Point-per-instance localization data
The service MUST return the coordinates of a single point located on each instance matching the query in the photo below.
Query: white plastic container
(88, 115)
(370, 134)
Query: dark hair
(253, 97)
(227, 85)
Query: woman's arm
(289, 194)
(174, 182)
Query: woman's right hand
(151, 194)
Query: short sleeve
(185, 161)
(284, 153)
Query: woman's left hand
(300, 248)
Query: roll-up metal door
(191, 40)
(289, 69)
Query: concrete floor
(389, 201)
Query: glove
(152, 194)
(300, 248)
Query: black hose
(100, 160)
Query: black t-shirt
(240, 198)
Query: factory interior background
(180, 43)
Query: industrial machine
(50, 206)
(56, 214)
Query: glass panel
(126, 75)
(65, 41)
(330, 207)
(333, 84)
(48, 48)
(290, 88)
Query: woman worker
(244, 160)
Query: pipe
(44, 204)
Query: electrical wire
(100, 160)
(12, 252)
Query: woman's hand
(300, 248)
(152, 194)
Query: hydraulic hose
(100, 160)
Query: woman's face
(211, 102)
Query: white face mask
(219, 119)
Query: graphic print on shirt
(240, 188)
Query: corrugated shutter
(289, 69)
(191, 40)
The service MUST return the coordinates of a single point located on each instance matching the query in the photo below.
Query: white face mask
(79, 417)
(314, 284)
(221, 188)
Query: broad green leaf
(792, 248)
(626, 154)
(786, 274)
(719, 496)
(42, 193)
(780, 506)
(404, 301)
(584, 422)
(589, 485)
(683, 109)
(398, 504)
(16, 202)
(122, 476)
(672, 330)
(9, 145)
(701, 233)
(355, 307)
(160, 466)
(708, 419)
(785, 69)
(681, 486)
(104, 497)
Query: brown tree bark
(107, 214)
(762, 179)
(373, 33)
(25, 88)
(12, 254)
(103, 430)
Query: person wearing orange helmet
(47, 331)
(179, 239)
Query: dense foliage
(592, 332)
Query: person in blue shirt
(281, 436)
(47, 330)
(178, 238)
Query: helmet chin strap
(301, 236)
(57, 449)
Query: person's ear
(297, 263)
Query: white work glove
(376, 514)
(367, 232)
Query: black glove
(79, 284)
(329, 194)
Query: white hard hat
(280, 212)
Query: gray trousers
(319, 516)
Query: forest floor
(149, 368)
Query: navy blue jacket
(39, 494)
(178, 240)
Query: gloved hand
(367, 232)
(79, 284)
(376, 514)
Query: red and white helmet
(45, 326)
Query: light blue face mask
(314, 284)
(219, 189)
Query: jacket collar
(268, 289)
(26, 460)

__Task to carry out__
Return exactly the lines of the data, and only those, from the line with "Query: white hard hat" through the last line, inclusive.

__Answer below__
Query: white hard hat
(280, 212)
Query: gray trousers
(319, 516)
Query: forest floor
(149, 368)
Query: navy blue jacket
(39, 494)
(178, 240)
Query: gloved hand
(367, 232)
(79, 284)
(376, 514)
Query: red and white helmet
(45, 326)
Query: light blue face mask
(314, 284)
(219, 189)
Query: jacket collar
(268, 289)
(26, 460)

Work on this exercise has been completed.